=== To do ===
Where the line with "Phrase: leafy bush" appears below, start writing out lines exactly, and finish with the line with "Phrase: worker in blue uniform", which is included; write out nothing else.

=== Input data ===
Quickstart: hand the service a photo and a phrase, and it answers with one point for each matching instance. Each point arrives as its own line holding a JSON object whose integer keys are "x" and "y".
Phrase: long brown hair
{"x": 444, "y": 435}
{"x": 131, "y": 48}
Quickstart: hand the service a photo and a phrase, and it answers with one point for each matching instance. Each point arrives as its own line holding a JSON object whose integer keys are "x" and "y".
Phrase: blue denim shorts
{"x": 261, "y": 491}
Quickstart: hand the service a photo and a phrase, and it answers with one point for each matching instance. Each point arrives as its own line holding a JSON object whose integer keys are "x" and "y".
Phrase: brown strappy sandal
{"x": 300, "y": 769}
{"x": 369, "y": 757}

* * *

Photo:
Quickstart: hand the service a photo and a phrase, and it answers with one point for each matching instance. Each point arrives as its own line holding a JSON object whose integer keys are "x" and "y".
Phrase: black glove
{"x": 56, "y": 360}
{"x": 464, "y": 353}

* * *

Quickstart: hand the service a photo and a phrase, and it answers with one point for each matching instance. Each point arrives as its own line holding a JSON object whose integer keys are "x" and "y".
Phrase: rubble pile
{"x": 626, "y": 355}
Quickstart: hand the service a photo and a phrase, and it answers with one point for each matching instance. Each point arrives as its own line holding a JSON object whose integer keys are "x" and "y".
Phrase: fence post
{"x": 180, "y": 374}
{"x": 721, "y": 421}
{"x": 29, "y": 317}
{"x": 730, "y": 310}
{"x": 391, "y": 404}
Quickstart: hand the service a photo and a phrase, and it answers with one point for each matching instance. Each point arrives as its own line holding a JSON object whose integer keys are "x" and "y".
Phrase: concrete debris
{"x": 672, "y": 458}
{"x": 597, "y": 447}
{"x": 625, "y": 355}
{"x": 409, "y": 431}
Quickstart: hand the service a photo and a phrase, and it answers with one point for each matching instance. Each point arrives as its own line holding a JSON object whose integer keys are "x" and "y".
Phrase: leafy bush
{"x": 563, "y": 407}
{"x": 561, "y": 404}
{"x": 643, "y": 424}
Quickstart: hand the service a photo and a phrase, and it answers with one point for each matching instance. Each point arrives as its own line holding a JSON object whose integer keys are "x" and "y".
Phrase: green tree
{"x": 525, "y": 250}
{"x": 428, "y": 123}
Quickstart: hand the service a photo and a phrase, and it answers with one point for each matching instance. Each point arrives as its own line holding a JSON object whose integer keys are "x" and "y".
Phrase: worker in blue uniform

=== Written response ===
Phrase: leafy bush
{"x": 563, "y": 407}
{"x": 561, "y": 404}
{"x": 643, "y": 424}
Quickstart: hand the service a photo and a phrase, and it answers with one point for each matching instance. Each point arrives as its own line holding a JSON object whose integer keys are "x" and "y".
Phrase: green tree
{"x": 525, "y": 250}
{"x": 428, "y": 123}
Quickstart: hand the service a photo and a phrase, and it answers with one point for each matching instance. Each point arrives as its own line holding a JSON object whose integer keys are "x" and "y".
Phrase: worker in blue uniform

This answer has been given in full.